## Textauszug
DOMRADIO.DE: Warum will der Papst zuerst nach Moskau und erst danach in die Ukraine reisen?
Dr. Regina Elsner (Wissenschaftliche Mitarbeiterin am Zentrum für Osteuropa- und internationale Studien): Mir scheint, der Papst hat die Hoffnung, dass er Einfluss nehmen kann auf denjenigen, der den Krieg führt und der den Krieg angezettelt hat. Dass er also Putin ins Gewissen reden könne, dass er ihn davon überzeugen kann, dass dieser Krieg zu nichts Gutem führt.
Das halte ich für höchst problematisch. Ich glaube nicht, dass irgendjemand gerade noch Einfluss auf Putin nehmen kann in dieser Hinsicht. Und es zeigt meiner Ansicht nach vor allem, dass der Papst die Ukraine nach wie vor nicht wirklich als eigenständiges Subjekt in diesem Krieg wahrnimmt, sondern, wie auch andere politische Akteure, mit Russland über die Ukraine verhandelt. Und das ist problematisch.
DOMRADIO.DE: Franziskus benutzt im Zusammenhang mit der Situation in der Ukraine eben nicht den Begriff "Krieg". Welche Signale sendet er damit?
Elsner: Er versucht diplomatisch offen zu bleiben für beide Konfliktseiten und versucht dadurch, sich als Vermittler weiterhin zur Verfügung zu stellen. Aber er sendet natürlich an die Ukraine das deutliche Zeichen, dass er diesen Krieg nicht als den wahrnimmt, der er ist, nämlich ein klarer Aggressionskrieg Russlands gegen die Ukraine mit dem Ziel, die Ukraine auszulöschen. Und er signalisiert Moskau, dass Moskau mit der Unterstützung des Vatikan rechnen kann. Oder mit der Zustimmung oder mit einer irgendwie gearteten Kompromisslösung für Russland, im Sinne Russlands.
DOMRADIO.DE: Warum macht er das? Ist das Kalkül oder was steckt dahinter?

## Vorliegendes Material
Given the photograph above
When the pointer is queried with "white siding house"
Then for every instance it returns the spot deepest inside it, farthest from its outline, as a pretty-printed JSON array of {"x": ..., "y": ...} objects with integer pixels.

## Aufgabe
Schreib aus dem Interview über den Papst und die Ukraine einen Abschnitt wortgetreu ab. Fang bei den Worten „DOMRADIO.DE: Warum will“ an und hör nach „nichts Gutem führt.“ auf.

## Antwort
DOMRADIO.DE: Warum will der Papst zuerst nach Moskau und erst danach in die Ukraine reisen?
Dr. Regina Elsner (Wissenschaftliche Mitarbeiterin am Zentrum für Osteuropa- und internationale Studien): Mir scheint, der Papst hat die Hoffnung, dass er Einfluss nehmen kann auf denjenigen, der den Krieg führt und der den Krieg angezettelt hat. Dass er also Putin ins Gewissen reden könne, dass er ihn davon überzeugen kann, dass dieser Krieg zu nichts Gutem führt.